Page excerpt:
......

Wine Walking in Granbury and Mind Tripping in the Brazos Hardscrabble Country

Wine Walking in Granbury and Mind Tripping in the Brazos Hardscrabble Country

I sailed out of Houston and out from under a low gray blanket of clouds threatening rain. After just a few miles, however, the slanted yellow rays of summer sun peered over my shoulder from the east casting long morning shadows. I was in the country now, heading north to Granbury, Texas with mixed anticipation.

The “official” purpose of my travel was to participate in the first ever Granbury Wine Walk ( My unofficial expectation was to again travel the Upper Brazos hardscrabble country of Texas author-laureate, John Graves.

The Gulf Coast green met the road’s edge and melded with oceans of tall green corn topped with golden silk. Long leggy tendrils of wild grapes already reaching high overhead mantled the tops of tall post oaks as I reached the inland savanna.

The first vineyard cultivation that I spotted was to the left just shy of reaching Waco. I don’t know whose it was, but time was too short for investigation, and I pressed on into the cedar country of red bottomland and limey alabaster hills. This is the land of John Graves’ prose that for many years was over worked and under loved. While traveling through this part of Texas, it was easy to replay his comments in my mind, with the passing of familiar towns, Meridian, Walnut Springs, Glen Rose, and on up to my destination – Granbury on the Lake. An historical and serene venue, made such by the damming of the Brazos River of yore that Graves dearly loved for its rugged, uncontrolled manner and hearty and quite personal past.

......

Records shown:
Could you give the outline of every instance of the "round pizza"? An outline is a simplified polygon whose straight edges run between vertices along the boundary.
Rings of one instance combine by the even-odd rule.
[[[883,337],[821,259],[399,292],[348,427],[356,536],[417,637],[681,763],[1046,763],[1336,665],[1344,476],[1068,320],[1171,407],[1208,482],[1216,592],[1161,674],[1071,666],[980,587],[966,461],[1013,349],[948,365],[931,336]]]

......

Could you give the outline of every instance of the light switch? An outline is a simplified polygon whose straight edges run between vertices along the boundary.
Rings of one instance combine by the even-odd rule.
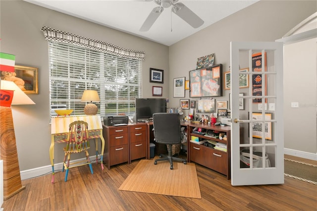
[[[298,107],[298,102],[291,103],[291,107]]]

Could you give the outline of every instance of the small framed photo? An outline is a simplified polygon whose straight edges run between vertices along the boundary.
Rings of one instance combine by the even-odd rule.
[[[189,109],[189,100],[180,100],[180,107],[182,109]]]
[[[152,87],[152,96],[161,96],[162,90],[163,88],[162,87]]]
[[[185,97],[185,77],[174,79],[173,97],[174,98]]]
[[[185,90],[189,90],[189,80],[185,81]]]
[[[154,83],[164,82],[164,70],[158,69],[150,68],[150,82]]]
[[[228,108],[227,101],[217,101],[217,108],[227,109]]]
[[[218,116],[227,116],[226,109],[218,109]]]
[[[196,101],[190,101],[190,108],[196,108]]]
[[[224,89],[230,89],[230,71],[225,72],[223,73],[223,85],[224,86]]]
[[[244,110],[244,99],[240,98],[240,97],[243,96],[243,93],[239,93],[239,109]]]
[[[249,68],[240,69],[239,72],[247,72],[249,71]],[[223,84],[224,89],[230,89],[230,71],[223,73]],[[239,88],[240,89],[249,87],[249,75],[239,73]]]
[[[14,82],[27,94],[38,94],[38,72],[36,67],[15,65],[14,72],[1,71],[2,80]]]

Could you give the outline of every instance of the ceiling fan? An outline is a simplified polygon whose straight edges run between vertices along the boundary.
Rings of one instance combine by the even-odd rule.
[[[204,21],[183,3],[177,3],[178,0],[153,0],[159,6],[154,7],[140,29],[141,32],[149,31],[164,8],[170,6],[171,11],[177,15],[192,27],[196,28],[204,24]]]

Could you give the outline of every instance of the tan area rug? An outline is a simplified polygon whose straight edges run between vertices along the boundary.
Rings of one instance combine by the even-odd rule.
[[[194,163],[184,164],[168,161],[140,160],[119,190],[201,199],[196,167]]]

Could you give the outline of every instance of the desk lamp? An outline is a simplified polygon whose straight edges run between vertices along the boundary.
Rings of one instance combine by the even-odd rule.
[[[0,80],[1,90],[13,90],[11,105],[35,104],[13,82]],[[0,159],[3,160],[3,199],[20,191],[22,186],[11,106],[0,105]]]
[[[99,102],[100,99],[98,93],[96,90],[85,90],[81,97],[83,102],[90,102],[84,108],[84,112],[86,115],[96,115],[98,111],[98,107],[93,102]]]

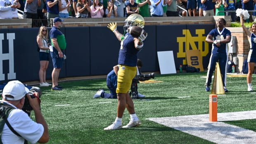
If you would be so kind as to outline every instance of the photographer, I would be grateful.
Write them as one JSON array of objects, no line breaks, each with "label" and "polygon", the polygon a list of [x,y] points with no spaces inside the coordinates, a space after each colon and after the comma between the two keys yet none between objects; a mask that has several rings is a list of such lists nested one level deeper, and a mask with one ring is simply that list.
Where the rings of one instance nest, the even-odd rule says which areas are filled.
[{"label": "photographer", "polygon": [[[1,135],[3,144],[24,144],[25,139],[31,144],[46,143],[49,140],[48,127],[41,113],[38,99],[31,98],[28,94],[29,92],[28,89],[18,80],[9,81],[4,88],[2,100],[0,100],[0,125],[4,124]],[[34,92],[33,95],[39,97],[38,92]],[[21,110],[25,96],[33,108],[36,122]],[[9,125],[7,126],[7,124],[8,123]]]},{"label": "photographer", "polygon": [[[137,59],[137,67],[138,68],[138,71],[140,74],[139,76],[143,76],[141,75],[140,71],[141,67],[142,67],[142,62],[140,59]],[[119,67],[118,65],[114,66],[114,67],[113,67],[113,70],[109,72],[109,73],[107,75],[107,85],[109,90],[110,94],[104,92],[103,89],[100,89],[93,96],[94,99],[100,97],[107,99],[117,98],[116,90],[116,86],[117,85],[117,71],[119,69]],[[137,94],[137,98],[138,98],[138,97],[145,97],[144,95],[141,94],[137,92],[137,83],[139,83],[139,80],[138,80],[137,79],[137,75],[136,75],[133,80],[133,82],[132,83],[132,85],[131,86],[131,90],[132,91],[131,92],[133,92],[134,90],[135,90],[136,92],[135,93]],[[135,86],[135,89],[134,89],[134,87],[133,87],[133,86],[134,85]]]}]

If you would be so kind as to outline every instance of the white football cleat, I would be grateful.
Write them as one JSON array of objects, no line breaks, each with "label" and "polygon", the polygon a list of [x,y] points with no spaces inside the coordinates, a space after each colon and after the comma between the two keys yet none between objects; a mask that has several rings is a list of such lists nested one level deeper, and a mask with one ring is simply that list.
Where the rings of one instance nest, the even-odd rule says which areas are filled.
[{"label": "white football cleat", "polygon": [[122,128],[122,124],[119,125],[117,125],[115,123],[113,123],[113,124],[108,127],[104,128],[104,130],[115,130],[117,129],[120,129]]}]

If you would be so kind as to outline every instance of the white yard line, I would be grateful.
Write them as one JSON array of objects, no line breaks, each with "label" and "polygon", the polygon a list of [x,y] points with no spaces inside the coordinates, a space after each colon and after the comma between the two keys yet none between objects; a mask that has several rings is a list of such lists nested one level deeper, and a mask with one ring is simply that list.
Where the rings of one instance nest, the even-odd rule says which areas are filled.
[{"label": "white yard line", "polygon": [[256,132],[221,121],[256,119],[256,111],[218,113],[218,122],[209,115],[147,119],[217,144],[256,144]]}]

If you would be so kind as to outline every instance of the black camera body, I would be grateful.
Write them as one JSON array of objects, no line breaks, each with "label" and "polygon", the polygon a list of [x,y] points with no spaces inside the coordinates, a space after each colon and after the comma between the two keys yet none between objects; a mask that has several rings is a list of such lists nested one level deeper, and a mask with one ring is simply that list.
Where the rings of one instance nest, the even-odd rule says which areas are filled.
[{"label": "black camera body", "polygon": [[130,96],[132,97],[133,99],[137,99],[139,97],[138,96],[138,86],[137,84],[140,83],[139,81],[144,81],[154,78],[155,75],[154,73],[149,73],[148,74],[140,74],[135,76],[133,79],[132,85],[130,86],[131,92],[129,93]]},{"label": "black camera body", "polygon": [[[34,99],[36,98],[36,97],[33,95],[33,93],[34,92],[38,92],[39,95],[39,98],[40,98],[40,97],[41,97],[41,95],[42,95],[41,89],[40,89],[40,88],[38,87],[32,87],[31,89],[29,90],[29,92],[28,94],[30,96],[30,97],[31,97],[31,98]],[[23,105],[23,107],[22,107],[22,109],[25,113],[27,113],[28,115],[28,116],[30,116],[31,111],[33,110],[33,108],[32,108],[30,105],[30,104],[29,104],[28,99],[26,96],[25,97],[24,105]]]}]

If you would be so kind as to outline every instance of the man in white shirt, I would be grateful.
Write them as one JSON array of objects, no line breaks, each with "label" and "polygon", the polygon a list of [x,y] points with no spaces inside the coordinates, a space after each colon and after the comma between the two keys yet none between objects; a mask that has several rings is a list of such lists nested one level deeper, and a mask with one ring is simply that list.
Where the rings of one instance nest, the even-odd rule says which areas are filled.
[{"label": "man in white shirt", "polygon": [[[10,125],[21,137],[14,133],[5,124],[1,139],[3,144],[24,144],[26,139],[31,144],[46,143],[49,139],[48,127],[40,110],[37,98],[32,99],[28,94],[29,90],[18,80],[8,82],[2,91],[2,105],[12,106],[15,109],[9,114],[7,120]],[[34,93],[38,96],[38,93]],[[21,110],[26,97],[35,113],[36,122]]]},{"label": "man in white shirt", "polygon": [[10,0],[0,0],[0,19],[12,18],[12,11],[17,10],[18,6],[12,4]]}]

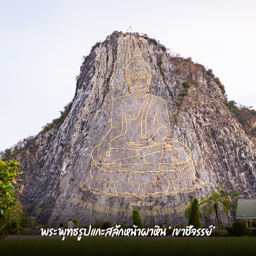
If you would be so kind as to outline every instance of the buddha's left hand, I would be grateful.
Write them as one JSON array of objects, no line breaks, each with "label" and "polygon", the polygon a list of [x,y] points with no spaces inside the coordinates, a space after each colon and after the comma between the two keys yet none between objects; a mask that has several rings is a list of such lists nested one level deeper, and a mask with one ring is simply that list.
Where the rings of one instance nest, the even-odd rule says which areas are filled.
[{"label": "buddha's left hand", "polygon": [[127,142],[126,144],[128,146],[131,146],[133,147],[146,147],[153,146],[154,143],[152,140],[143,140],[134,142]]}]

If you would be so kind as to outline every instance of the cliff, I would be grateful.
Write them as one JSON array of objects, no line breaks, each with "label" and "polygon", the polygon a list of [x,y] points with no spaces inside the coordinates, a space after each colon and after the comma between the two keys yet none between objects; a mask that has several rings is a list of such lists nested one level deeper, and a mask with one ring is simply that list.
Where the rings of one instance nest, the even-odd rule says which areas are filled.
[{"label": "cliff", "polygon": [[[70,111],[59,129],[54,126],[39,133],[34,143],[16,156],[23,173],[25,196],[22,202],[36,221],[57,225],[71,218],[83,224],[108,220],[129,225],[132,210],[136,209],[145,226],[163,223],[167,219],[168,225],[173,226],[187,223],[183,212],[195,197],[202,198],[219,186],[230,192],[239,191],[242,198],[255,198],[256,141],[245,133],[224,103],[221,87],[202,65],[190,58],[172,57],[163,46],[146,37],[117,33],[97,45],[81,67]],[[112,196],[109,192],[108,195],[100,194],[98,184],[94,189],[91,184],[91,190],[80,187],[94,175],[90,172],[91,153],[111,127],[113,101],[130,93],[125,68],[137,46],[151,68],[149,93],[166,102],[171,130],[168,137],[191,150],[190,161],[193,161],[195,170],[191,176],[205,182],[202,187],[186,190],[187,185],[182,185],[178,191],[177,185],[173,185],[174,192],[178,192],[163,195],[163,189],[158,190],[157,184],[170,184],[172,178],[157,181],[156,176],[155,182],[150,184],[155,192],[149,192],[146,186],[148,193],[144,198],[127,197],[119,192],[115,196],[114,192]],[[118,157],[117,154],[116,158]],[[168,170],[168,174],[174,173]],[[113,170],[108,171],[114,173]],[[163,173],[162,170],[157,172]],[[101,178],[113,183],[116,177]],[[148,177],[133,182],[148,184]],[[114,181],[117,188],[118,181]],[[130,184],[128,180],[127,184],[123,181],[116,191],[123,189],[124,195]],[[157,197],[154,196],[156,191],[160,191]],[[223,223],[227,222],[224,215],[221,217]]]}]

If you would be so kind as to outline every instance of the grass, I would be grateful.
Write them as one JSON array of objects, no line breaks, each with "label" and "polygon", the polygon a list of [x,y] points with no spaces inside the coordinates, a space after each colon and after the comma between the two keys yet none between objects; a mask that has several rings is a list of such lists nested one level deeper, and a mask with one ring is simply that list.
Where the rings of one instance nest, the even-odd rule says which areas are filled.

......

Written tasks:
A. Repeat the passage of the Granbury travel essay between "The Gulf Coast" and "the inland savanna.", inclusive.
B. In the listing, rewrite the lines between the line holding "Could you give the outline of every instance of the light" and the line holding "[[[298,107],[298,102],[291,103],[291,107]]]", inclusive, with "light switch" changed to "wall outlet" and everything else left as it is. Give only those lines, and omit the pictures.
The travel essay and the listing come from unrelated sources.

Answers given:
A.
The Gulf Coast green met the road’s edge and melded with oceans of tall green corn topped with golden silk. Long leggy tendrils of wild grapes already reaching high overhead mantled the tops of tall post oaks as I reached the inland savanna.

B.
Could you give the outline of every instance of the wall outlet? An outline is a simplified polygon whose straight edges run between vertices along the boundary.
Rings of one instance combine by the even-odd rule.
[[[298,107],[298,102],[291,103],[291,107]]]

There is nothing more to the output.